Data extract:
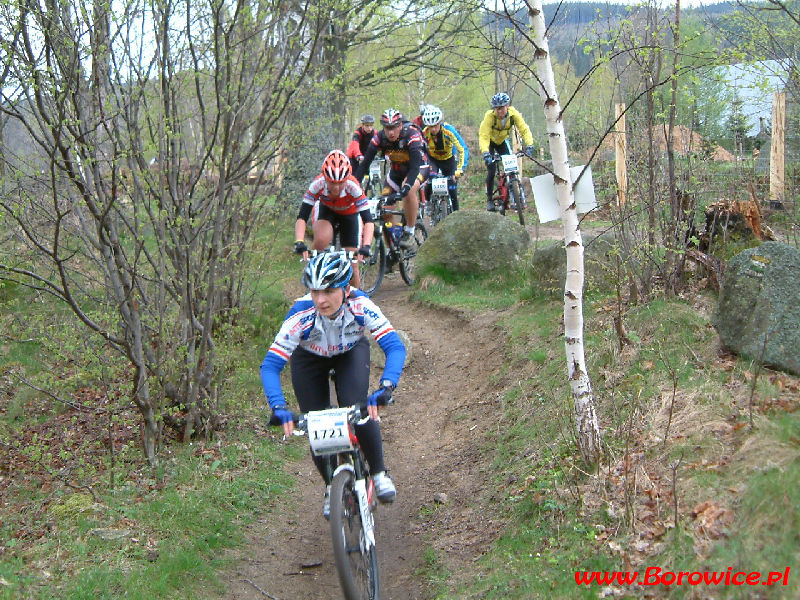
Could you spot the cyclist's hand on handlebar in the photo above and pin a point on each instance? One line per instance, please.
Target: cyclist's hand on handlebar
(301, 248)
(380, 397)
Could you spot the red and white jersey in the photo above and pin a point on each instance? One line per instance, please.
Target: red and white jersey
(351, 200)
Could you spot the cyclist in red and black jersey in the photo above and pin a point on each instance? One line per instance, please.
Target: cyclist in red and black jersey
(341, 202)
(402, 143)
(360, 140)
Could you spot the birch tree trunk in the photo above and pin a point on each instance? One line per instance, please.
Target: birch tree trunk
(588, 431)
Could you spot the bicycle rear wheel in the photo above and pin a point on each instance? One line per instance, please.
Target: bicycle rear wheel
(436, 208)
(409, 257)
(515, 196)
(357, 566)
(373, 268)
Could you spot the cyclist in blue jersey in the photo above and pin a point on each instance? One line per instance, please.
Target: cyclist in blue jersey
(446, 148)
(324, 330)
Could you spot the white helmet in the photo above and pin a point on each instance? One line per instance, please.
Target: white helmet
(327, 270)
(432, 115)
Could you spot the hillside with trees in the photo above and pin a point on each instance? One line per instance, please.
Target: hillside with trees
(152, 159)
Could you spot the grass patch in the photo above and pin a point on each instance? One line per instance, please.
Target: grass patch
(151, 537)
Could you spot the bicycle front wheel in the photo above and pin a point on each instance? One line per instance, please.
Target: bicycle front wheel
(515, 195)
(357, 565)
(372, 269)
(409, 257)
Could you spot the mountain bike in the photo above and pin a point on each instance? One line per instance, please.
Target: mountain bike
(385, 249)
(353, 499)
(508, 192)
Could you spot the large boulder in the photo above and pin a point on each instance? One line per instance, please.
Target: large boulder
(759, 303)
(472, 242)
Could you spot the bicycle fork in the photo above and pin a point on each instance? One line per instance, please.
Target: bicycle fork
(365, 510)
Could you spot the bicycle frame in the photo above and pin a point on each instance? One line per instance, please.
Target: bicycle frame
(509, 190)
(386, 251)
(331, 435)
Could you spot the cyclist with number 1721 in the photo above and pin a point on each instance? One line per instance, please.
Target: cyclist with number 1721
(493, 137)
(324, 330)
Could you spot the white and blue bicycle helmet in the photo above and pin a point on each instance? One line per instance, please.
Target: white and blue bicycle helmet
(432, 115)
(500, 99)
(327, 270)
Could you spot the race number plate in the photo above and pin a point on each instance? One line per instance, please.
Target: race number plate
(510, 164)
(329, 432)
(439, 185)
(373, 207)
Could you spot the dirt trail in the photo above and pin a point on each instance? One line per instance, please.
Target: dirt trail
(432, 438)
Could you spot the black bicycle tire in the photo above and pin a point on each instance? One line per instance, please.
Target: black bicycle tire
(342, 486)
(515, 195)
(378, 249)
(409, 257)
(436, 211)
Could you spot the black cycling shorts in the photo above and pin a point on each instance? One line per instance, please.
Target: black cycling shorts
(349, 226)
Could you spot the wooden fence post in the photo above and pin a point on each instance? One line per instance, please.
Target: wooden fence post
(777, 151)
(621, 152)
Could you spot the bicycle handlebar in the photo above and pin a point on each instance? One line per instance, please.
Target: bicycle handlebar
(357, 415)
(351, 254)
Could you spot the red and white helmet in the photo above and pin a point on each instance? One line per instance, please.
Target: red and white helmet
(336, 166)
(391, 117)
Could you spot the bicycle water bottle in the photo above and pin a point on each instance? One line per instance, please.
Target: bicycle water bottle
(397, 233)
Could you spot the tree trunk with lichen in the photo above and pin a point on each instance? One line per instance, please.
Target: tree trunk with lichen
(588, 431)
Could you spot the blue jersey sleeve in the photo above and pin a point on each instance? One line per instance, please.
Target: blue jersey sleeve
(460, 146)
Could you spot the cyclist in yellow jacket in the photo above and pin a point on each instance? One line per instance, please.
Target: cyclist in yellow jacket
(446, 149)
(493, 136)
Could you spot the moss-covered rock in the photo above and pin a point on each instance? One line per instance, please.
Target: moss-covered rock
(759, 305)
(472, 242)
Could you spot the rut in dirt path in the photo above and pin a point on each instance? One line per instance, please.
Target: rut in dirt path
(432, 440)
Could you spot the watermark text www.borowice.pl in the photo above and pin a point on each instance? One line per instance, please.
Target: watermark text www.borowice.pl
(656, 576)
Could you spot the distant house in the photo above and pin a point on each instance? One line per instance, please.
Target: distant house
(754, 84)
(686, 142)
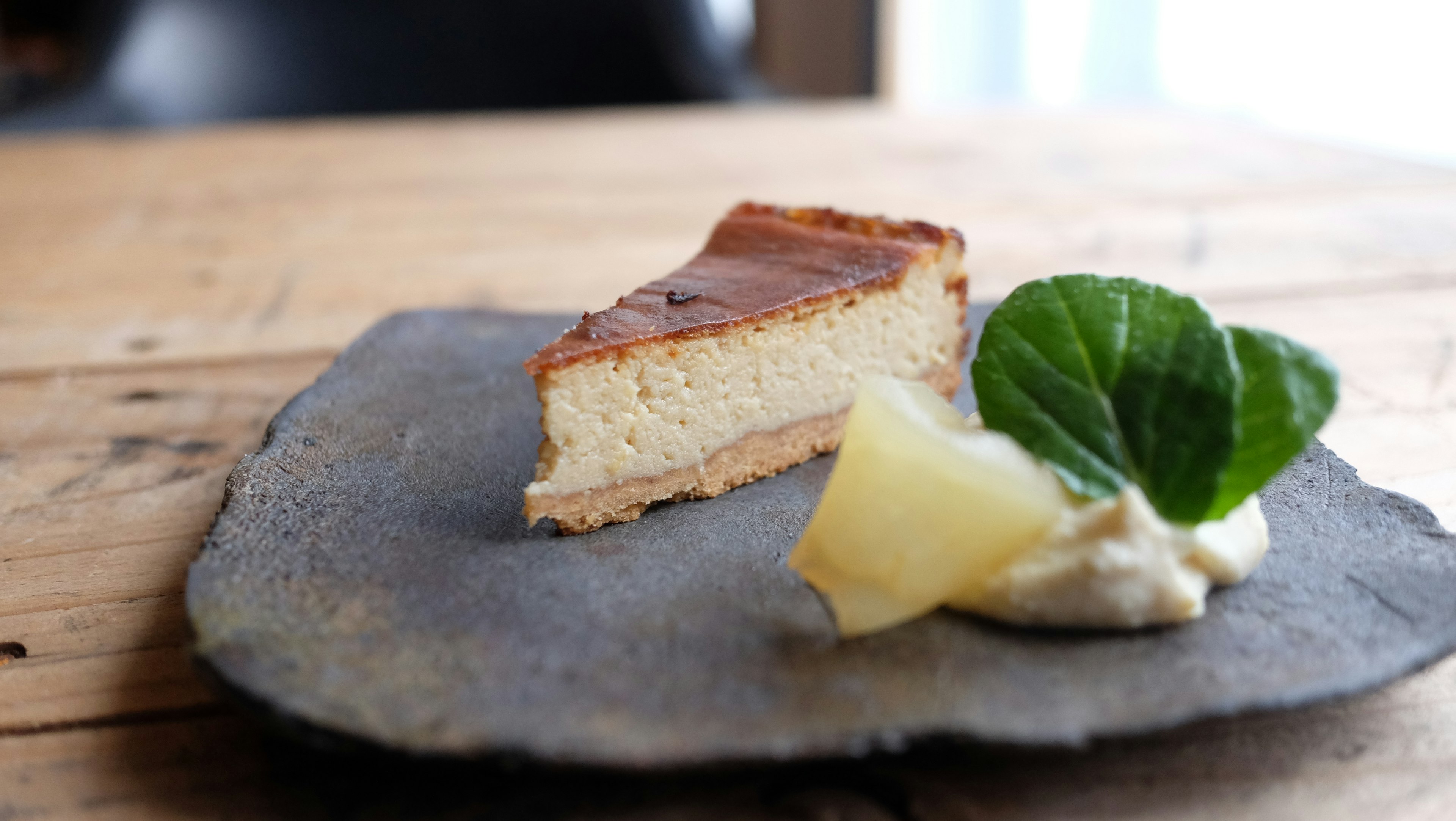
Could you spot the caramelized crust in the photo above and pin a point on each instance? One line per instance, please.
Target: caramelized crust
(759, 262)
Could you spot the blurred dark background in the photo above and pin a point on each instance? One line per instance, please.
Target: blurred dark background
(137, 63)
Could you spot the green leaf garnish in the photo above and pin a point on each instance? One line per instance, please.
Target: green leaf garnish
(1289, 392)
(1119, 380)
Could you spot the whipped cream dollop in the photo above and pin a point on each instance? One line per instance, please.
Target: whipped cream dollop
(1117, 564)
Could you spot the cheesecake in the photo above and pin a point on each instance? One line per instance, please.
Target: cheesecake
(742, 363)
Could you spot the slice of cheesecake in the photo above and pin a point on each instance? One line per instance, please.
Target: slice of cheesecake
(742, 363)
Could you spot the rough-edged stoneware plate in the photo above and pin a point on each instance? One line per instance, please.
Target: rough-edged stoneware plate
(370, 574)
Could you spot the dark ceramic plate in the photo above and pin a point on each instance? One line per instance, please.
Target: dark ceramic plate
(370, 576)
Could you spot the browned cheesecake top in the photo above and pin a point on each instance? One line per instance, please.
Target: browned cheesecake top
(759, 261)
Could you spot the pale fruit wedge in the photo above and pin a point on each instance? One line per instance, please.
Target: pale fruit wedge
(922, 505)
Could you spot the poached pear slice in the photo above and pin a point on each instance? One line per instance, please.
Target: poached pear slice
(922, 505)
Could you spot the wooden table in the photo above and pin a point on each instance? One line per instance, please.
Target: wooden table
(164, 295)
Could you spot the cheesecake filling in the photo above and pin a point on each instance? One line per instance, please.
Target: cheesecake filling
(663, 407)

Request: Go back to the records above and write them out exactly, without the pictures.

Result:
Could you spot the cyclist's hand on handlebar in the photo above and pin a point on each instance? One line per instance, please.
Target: cyclist's hand on handlebar
(301, 248)
(380, 397)
Could you spot the red and white jersey in the photo above and pin a point on each instance? One line per instance, please.
Target: red and white jersey
(351, 200)
Could you spot the cyclist in red and black jersey in the photo above and pin a point on each instance? One line per instance, please.
Target: cyclist in red and black jersey
(341, 202)
(402, 143)
(360, 140)
Could you spot the birch tree trunk in the photo above and pin a point on each instance? One line per instance, please.
Target: birch tree trunk
(588, 431)
Could you spot the bicycle rear wheel in the photo above and pin a point on each instance? One line per instance, please.
Target: bicycle rear wheel
(436, 208)
(409, 257)
(515, 196)
(357, 566)
(373, 268)
Could you spot the cyclist in blue jersey in the photo above and pin a point on each instance? One line per instance, please.
Target: cyclist in blue jersey
(446, 148)
(324, 330)
Could you spot the white helmet in the photo above and pin a point on each instance? One line per instance, please.
Target: white helmet
(327, 270)
(432, 115)
Could you spot the hillside with trees in the photo above and pin a point on each instance? One line per instance, please.
Target: hillside with trees
(152, 159)
Could you spot the grass patch in the photo above and pin a point on each instance? One line per instance, please.
Target: grass patch
(151, 537)
Could you spot the bicycle front wheel in the photo above and pin a point on each instance? One line per instance, please.
Target: bicycle front wheel
(515, 195)
(357, 565)
(372, 269)
(409, 257)
Could you spot the mountain bike in the photo above and pin a point on each instance? One line per instance, please.
Target: mountain bike
(385, 249)
(353, 499)
(508, 192)
Could you spot the large boulder in the photo above and pin a point on each instance? One line per instance, please.
Target: large boulder
(759, 303)
(472, 242)
Could you spot the bicycle fork in the photo above and pin a point on each instance? One line per instance, please.
Target: bicycle fork
(365, 510)
Could you spot the bicycle frame in the photo above and pin a point on each instance? One line per instance, please.
Target: bicycle frame
(509, 190)
(386, 251)
(331, 435)
Could you spot the cyclist with number 1721 in the photo above and pin a point on each instance? One line per instance, please.
Target: cyclist with number 1721
(493, 137)
(324, 330)
Could you spot the white and blue bicycle helmet in the photo above and pin a point on each instance? One line per instance, please.
Target: white and blue bicycle helmet
(432, 115)
(500, 99)
(327, 270)
Could you spot the race number plate in the photo above and pin a point on each instance? One line per instance, please.
Target: race number plate
(510, 164)
(329, 432)
(439, 185)
(373, 207)
Could you spot the dirt trail in the photo above and pin a point on each instance? One line per instance, please.
Target: dirt trail
(432, 438)
Could you spot the black bicycle tire in the photo above and pin a point on each instance? One line per instance, please.
Target: black bicycle tire
(342, 486)
(515, 195)
(378, 249)
(409, 257)
(436, 211)
Could you spot the black cycling shorts in the photo above and pin a point on each instance? One line per instance, please.
Target: black cycling shorts
(349, 226)
Could you spot the wooden fence post in the photo above and pin a point on each instance? One line per instance, please.
Target: wooden fence post
(777, 151)
(621, 152)
Could you spot the bicycle handlebar in the photo above and pin a point on each instance? One line per instance, please.
Target: bicycle handlebar
(357, 415)
(351, 254)
Could you spot the red and white helmet in the photo above and pin a point on each instance? One line per instance, please.
Target: red and white helmet
(336, 166)
(391, 117)
Could you spot the bicycle water bottle in the photo above and pin a point on each instance? One line per instance, please.
Target: bicycle water bottle
(397, 233)
Could you spot the tree trunk with lichen in the photo above and pin a point on each instance? One line per instance, please.
Target: tree trunk with lichen
(588, 431)
Could you spot the blue jersey sleeve in the photo above and pin a point on each instance? One line per instance, please.
Target: blue jersey sleeve
(460, 146)
Could you spot the cyclist in yellow jacket in the photo above and pin a point on each instance? One line per instance, please.
Target: cyclist in yellow jacket
(446, 149)
(493, 136)
Could you spot the moss-covered rock in the photo above and pin a point on each instance? One line per instance, please.
Target: moss-covered rock
(759, 305)
(472, 242)
Could you spot the rut in dirt path in the photo above and pin a point on each instance? One line per instance, please.
Target: rut in dirt path
(432, 440)
Could you spot the watermark text www.borowice.pl in the photo above and pin a point on each instance? One line per instance, please.
Target: watermark text www.borowice.pl
(656, 576)
Could you spot the distant house in the photo above and pin a point on each instance? One line per instance, please.
Target: distant house
(754, 84)
(686, 142)
Could you spot the caramelized crust in the photo above and pin a point on each instance? One line per instance, please.
Target: caramelized crust
(759, 262)
Could you spot the blurred dark background in the photo above and pin a point on each instance? One line per instance, please.
Target: blurred dark background
(137, 63)
Could you spot the green leaf garnish in the photo above and pin a point on each instance? One line per instance, please.
Target: green leaf garnish
(1289, 392)
(1119, 380)
Could you spot the whipped cream dollop in the photo above and pin a point on each instance? One line per instance, please.
Target: whipped cream dollop
(1117, 564)
Could you spot the cheesecake in the photo above and pin a point on each instance? One line per instance, please.
Target: cheesecake
(742, 363)
Could you spot the slice of cheesecake in the photo above and pin a point on each instance? One line per instance, please.
Target: slice of cheesecake
(742, 363)
Could you spot the rough-edged stoneware plate in the photo above and pin a point on each instance? One line per instance, please.
Target: rough-edged stoneware plate
(370, 574)
Could you spot the dark ceramic plate in the photo above and pin a point on each instance? One line per instance, please.
Target: dark ceramic plate
(370, 576)
Could you spot the browned cheesecake top in the photo above and pin a point on each instance? One line per instance, please.
Target: browned cheesecake top
(759, 261)
Could you spot the pale fruit wedge in the photo above and pin a point on each instance? One line per instance, please.
Target: pale fruit wedge
(922, 505)
Could you spot the poached pear slice in the photo above and pin a point on each instance? One line per instance, please.
Target: poached pear slice
(922, 505)
Could you spot the wooden table in the photo above and pin a point on each instance? One line per instance, please.
Target: wooden table
(164, 295)
Could you spot the cheesecake filling in the photo above and pin a point on each instance? One line per instance, please.
Target: cheesecake filling
(663, 407)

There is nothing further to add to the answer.